▶ PROBLEM TO WORK ON: Copy each of the following items word for word, changing nothing.

▶ Items for bounding box labeling:
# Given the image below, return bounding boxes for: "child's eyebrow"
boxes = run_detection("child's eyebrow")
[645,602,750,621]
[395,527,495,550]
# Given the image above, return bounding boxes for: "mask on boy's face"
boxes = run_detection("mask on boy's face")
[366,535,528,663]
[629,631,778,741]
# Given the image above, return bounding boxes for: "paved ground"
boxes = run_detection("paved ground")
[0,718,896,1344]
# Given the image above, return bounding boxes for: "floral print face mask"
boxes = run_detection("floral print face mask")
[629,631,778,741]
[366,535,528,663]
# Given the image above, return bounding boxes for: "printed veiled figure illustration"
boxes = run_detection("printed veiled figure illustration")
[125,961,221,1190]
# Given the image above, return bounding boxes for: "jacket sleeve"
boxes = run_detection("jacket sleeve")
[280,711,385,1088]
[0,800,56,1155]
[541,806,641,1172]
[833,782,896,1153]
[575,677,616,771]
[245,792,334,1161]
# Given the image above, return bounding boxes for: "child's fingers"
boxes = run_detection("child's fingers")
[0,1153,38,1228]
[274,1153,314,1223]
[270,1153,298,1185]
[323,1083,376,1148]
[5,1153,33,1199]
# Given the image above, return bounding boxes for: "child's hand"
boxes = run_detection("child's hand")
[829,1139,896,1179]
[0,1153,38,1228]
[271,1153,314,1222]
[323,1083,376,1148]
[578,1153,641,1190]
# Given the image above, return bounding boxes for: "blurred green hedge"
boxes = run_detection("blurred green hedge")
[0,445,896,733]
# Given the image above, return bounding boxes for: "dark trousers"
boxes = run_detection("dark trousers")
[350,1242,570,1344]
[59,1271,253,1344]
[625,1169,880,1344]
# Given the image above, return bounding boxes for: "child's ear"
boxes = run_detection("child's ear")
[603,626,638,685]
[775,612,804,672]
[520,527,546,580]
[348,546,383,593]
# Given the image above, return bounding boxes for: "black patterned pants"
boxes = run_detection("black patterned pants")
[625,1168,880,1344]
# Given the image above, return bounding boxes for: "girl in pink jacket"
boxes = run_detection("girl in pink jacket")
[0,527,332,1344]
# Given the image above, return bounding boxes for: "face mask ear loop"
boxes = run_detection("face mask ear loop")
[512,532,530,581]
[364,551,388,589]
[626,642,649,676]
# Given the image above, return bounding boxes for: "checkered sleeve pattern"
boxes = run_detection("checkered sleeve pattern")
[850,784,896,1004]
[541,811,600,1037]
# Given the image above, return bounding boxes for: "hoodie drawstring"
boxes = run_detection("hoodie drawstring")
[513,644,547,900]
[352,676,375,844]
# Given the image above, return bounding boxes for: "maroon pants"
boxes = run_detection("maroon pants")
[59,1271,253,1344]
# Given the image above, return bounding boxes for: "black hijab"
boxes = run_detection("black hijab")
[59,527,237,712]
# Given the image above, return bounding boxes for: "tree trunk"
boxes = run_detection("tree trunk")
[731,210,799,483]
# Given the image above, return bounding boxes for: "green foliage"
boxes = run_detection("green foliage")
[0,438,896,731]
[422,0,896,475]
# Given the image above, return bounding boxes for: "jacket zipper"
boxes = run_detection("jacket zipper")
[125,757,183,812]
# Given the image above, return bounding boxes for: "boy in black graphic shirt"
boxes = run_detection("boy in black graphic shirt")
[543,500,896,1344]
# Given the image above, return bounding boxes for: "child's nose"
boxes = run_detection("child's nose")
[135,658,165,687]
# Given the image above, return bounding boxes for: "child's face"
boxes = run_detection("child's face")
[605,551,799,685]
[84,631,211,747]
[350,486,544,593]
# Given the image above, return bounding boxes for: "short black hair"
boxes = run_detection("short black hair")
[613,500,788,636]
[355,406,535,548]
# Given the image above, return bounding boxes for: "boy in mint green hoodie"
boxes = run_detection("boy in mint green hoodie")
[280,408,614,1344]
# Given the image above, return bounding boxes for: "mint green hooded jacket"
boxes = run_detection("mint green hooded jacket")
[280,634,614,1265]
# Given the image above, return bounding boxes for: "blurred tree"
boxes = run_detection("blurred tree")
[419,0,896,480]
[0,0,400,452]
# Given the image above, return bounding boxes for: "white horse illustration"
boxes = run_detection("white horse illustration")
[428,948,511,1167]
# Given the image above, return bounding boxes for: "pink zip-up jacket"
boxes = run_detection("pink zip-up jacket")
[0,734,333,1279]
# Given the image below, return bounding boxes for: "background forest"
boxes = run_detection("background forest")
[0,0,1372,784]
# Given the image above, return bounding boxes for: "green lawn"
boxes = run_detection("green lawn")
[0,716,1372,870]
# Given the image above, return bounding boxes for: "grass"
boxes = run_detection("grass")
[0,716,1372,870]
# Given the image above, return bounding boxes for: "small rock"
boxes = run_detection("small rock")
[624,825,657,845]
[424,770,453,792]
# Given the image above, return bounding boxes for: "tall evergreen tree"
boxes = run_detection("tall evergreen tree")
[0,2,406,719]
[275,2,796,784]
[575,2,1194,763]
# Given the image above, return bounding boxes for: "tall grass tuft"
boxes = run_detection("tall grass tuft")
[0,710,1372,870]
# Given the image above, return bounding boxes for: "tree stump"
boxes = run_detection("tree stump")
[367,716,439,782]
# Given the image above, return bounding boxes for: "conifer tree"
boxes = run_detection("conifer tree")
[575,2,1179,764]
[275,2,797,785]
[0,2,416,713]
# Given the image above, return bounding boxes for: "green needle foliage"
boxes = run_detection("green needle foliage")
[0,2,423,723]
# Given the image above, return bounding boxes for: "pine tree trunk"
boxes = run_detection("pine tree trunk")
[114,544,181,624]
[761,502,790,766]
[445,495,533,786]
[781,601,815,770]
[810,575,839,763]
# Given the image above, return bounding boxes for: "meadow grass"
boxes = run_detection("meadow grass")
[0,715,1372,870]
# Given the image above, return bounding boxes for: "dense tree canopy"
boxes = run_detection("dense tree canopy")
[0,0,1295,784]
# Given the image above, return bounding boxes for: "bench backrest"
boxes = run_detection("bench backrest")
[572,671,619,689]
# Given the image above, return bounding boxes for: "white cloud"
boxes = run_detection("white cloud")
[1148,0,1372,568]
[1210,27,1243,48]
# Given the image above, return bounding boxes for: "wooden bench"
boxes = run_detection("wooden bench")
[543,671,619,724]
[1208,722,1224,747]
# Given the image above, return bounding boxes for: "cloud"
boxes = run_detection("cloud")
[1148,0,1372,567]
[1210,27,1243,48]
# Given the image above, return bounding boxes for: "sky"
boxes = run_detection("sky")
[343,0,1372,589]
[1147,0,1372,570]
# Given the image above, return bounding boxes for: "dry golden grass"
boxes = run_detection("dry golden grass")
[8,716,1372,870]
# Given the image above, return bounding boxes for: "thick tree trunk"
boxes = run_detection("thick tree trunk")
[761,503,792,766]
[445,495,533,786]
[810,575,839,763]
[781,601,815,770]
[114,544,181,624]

▶ SOLUTION TO THIS TASK:
# Given the image below, return bounding boxes for: "child's eyebrow"
boxes = run_detection("child's eyebrow")
[645,602,750,621]
[395,527,495,550]
# Given the image above, return bounding boxes for: "mask on boy's face"
boxes = run_detection("mask on boy's face")
[366,535,528,663]
[629,631,778,741]
# Given the image above, return bounding boxes for: "paved ground"
boxes = run_detection("paved ground")
[0,718,896,1344]
# Given the image above, return bounding boxes for: "floral print face mask"
boxes = run_detection("floral print face mask")
[629,631,778,741]
[366,535,528,663]
# Given the image above, return bounding boxes for: "printed veiled figure illustration"
boxes = run_detection("printed veiled figure illustration")
[125,961,221,1190]
# Given the image above, return bounding boxes for: "jacket sleeve"
boxes = run_detection("jacket sleeve")
[280,711,385,1088]
[0,800,56,1155]
[541,806,641,1172]
[833,782,896,1153]
[575,677,616,771]
[245,792,334,1161]
# Given the image above, return bounding boxes for: "child's fingers"
boxes = run_detection("child's fingers")
[0,1153,38,1228]
[274,1153,314,1223]
[270,1153,298,1185]
[323,1083,376,1148]
[5,1153,33,1199]
# Given the image above, return bounding boxes for: "child's hand"
boxes = run_detection("child's hand")
[829,1139,896,1179]
[0,1153,38,1228]
[271,1153,314,1222]
[323,1083,376,1148]
[578,1153,641,1190]
# Given the image above, return bounding boxes for: "blurred green hedge"
boxes = run_detection("blurred green hedge")
[0,445,896,733]
# Given the image above, return bounding boxes for: "dark trousers"
boxes = run_detection("dark trousers")
[350,1242,570,1344]
[59,1271,253,1344]
[625,1169,880,1344]
# Given the image above, return bounding boxes for: "child's ear"
boxes = run_detection("child's ear")
[603,626,638,685]
[775,612,804,672]
[520,527,546,580]
[348,546,383,593]
# Given the image above, return bounding boxes for: "black patterned pants"
boxes = run_detection("black patterned pants")
[625,1168,880,1344]
# Given the image above, return bounding boxes for: "girl in pink jacket"
boxes = run_detection("girl in pink jacket")
[0,527,332,1344]
# Given the image above, return bounding boxes for: "face mask ear loop"
boxes = run_detection("face mask ear loop")
[512,532,530,581]
[364,551,388,589]
[626,642,649,676]
# Given the image above, return bounding boxes for: "checkered sleeve pattern"
boxes = run_detection("checkered sleeve pattern")
[850,784,896,1004]
[541,811,600,1037]
# Given the image above, return bounding boxes for: "hoodie drawstring"
boxes = run_detection("hoodie drawstring")
[513,644,547,900]
[352,676,375,844]
# Given the image above, return bounding boxes for: "maroon pants"
boxes = run_detection("maroon pants")
[59,1271,253,1344]
# Given the image above, return bounding boxes for: "black hijab"
boxes = run_detection("black hijab")
[59,527,237,712]
# Given the image above, return bounding boxes for: "tree trunk"
boxes = run_detection("tree trunk")
[731,210,799,483]
# Given the image above, return bounding boxes for: "green foliage"
boxes = run_detection("green foliage")
[0,438,896,731]
[422,0,896,475]
# Given the image above, return bounding boxes for: "jacket zipper"
boxes = run_detection("jacket zipper")
[125,757,183,812]
# Given the image above, return bounding boxes for: "boy in black graphic shirt"
boxes = run_detection("boy in black graphic shirt")
[543,500,896,1344]
# Given the image above, return bounding boxes for: "child's nose"
boxes = run_detection("child's nose")
[135,658,165,687]
# Given the image above, return bounding boxes for: "child's face"
boxes = run_detection("child's face")
[605,551,799,685]
[84,631,211,747]
[350,486,544,593]
# Given the image above, return bounding boxes for: "short black hair"
boxes = run_detection("short black hair")
[613,500,788,636]
[355,406,535,548]
# Given the image above, return bounding boxes for: "boy in mint green hoodie"
boxes = run_detection("boy in mint green hoodie")
[280,408,614,1344]
# Given the image above, return bounding boxes for: "mint green hooded jacket"
boxes = run_detection("mint green hooded jacket")
[280,634,614,1265]
# Given the image above, return bounding boxes for: "blurred tree"
boxes = run_detection("blurred tree")
[419,0,896,480]
[0,0,400,452]
# Given the image above, return bounding boxes for: "white horse illustration"
boxes = run_detection("white horse illustration")
[428,948,511,1167]
# Given the image above, return bounding boxes for: "pink zip-up jacket"
boxes = run_detection("pink zip-up jacket")
[0,734,333,1279]
# Given the image below, return bounding boxes for: "background forest"
boxes = run_detection("background forest")
[0,0,1372,784]
# Given the image above, return bounding boxes for: "green lawn"
boxes = run_detection("green lawn")
[0,716,1372,870]
# Given the image above, return bounding boxes for: "grass"
boxes = run_detection("grass")
[0,716,1372,870]
# Given the image above, return bounding boxes for: "small rock"
boxes = run_detection("small rock")
[624,825,657,845]
[424,770,453,792]
# Given the image above, return bounding boxes for: "tall evergreen tree"
boxes = run_detection("tall evergreen tree")
[0,2,406,719]
[275,2,796,784]
[575,2,1194,763]
# Given the image above, return bounding boxes for: "tall grass tuft"
boxes = run_detection("tall grass tuft")
[0,710,1372,870]
# Given the image above, return bounding boxes for: "tree stump"
boxes = run_detection("tree stump")
[367,716,439,782]
# Given the image above, return bounding boxes for: "conifer tree"
boxes = run_detection("conifer tree")
[575,2,1179,764]
[275,2,797,785]
[0,2,416,713]
# Given the image above, return bounding boxes for: "green needle foliage"
boxes = run_detection("green needle foliage")
[0,2,423,723]
# Given the image above, return bounding boxes for: "pine tree trunk"
boxes = run_detection("pine tree trunk")
[114,544,181,624]
[761,502,790,766]
[445,495,533,786]
[781,601,815,770]
[810,575,839,763]
# Given the image above, return bounding boxes for: "meadow grass"
boxes = run_detection("meadow grass")
[0,715,1372,870]
# Given the image above, return bounding boxes for: "dense tree canopy"
boxes = run_detection("dense tree canopy")
[0,0,1295,784]
# Given the image above, return bounding boxes for: "bench backrest"
boxes = run_detection("bench backrest")
[572,671,619,689]
# Given the image above, return bounding boxes for: "white cloud"
boxes = run_detection("white cloud")
[1148,0,1372,568]
[1210,27,1243,48]
# Given the image above, return bounding boxes for: "wooden bench"
boxes = run_detection("wooden bench")
[543,671,619,724]
[1208,722,1224,747]
# Given the image above, return bounding boxes for: "cloud"
boxes = run_detection("cloud")
[1148,0,1372,567]
[1210,27,1243,48]
# Given the image above, return bounding boxes for: "sky"
boxes = run_detection("sky")
[343,0,1372,589]
[1147,0,1372,570]
# Given the image above, return bounding boxes for: "dry golden grass"
boxes = run_detection("dry golden grass")
[8,716,1372,870]
# Given the image above, return bounding boxes for: "thick tree trunk"
boxes = run_detection("thick tree trunk")
[761,503,792,766]
[445,495,533,786]
[810,575,839,763]
[781,601,815,770]
[114,544,181,624]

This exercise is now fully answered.